Work required — Your job is to retype the whole listing exactly.

▽

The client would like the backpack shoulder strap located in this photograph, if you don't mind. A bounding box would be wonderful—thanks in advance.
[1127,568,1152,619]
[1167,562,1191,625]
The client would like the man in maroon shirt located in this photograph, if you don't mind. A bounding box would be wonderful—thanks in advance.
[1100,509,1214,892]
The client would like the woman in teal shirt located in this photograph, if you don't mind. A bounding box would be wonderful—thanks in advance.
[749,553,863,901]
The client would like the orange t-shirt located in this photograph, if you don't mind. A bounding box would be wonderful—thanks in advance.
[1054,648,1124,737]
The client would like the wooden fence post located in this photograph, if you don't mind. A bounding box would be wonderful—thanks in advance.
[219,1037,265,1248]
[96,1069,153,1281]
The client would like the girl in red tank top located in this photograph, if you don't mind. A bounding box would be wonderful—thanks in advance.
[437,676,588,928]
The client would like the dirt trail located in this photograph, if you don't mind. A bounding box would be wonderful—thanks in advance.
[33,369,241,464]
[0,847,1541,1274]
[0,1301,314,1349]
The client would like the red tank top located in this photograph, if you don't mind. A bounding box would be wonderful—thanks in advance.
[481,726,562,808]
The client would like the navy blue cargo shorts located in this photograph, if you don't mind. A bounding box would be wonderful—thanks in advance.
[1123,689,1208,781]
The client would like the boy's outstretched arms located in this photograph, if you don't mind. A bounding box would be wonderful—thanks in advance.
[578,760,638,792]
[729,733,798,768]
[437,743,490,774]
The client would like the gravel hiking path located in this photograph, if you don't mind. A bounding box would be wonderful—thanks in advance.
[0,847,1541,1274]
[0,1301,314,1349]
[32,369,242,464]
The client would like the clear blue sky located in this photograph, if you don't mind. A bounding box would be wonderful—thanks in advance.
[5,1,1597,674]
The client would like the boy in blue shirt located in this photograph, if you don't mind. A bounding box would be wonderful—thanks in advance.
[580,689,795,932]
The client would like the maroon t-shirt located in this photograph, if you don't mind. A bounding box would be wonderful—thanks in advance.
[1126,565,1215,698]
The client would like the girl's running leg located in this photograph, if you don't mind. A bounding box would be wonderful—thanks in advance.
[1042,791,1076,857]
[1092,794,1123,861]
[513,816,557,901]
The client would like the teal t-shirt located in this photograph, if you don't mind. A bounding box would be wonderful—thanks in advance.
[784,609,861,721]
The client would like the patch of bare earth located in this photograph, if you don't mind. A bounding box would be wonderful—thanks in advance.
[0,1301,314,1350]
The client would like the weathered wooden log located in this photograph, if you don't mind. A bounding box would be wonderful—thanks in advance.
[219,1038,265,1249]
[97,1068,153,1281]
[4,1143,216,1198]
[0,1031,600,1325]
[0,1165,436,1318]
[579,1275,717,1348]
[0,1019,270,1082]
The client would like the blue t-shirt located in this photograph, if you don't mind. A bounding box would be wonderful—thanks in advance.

△

Exercise result —
The client would like the backpack shoulder strap located in this photograph, if you don't mind. A bounding box would be wonderful—thanks in advance.
[1127,568,1152,619]
[1167,562,1191,625]
The client would like the man in maroon shirt located in this photograph, if you don't mind. A bounding box would be wonderful—thanks in advance.
[1100,509,1214,892]
The client would like the woman in teal shirt located in this photograph, if you don't mind. A bounding box would be wonderful—thanks in advance.
[749,553,863,901]
The client would like the orange t-shirt located in this photograph, if you don't mind. A bounding box would be wonderful—thanks in advance.
[1054,648,1124,737]
The client would like the wooden fence post located in this photograph, if you don't mind. A bounding box would be wonderful—thanks in advance.
[219,1037,265,1248]
[96,1069,153,1281]
The client would like the girl in red tank top located in this photograph, if you don't mind. A bounding box would be wonderful—thanks in advance.
[437,676,588,928]
The client would like the dirt trail located in this photograph, if you don't mind. A bounding box would be wonderful—thanks in advance.
[33,369,241,464]
[0,847,1541,1274]
[0,1301,314,1349]
The client would like the red tank top located in this photograph, if you don't mind. A bounding box would be wonderful—thanks in advance.
[481,726,562,808]
The client would like the navy blue cargo shorts located in this photograph, if you don't mind. A bounding box would be wonderful—thanks in advance.
[1123,689,1208,781]
The client would like the boy's outstretched arms located in this photograph, if you don't mind. A bounding box would be wonderful—thanks in advance.
[578,760,638,792]
[729,733,798,768]
[437,743,490,774]
The client would like the gravel hiking path located in this photograph, if you don't mind. A bounding box would be wonderful—thanks in advance.
[0,847,1541,1274]
[0,1301,314,1349]
[32,369,242,464]
The client would like the clear blue sky located in this photograph, if you don't mind. A bounding box would be wonderful—thanks in advance.
[5,1,1597,674]
The client would like the boy in blue shirt located in this photograph, if you don't mind. A bounding box would be wonderful—thanks in advance.
[580,689,795,932]
The client would like the maroon t-shirt located in this photograph, if you don't mind. A bounding box would be wonderful—thanks in advance.
[1126,565,1215,698]
The client would like the girl's running leg located in this photograph, if you don't mind. A bounding box would be wonderful—thanks in advance.
[1042,791,1076,857]
[1092,794,1123,861]
[513,816,557,901]
The client would like the teal t-shirt located in this photograph, if you don't mind. A bounding box would be wonderful—thanks in advance.
[784,609,861,721]
The client would like the patch of bare earth located in this photograph, if you don't mind. A bounding box would be wonderful—thanks in advance.
[0,1301,314,1350]
The client would like the weathered wooden log located in this photograph, if you don't mind. A bounding box would be wonderful—thanks in advance.
[219,1038,265,1249]
[97,1068,153,1281]
[4,1143,216,1198]
[0,1031,600,1325]
[0,1165,436,1318]
[579,1275,717,1348]
[0,1019,270,1082]
The client would like the blue t-shirt located in this photograph, if you don't mind. A bounding box would be wonderful—thanks in advance.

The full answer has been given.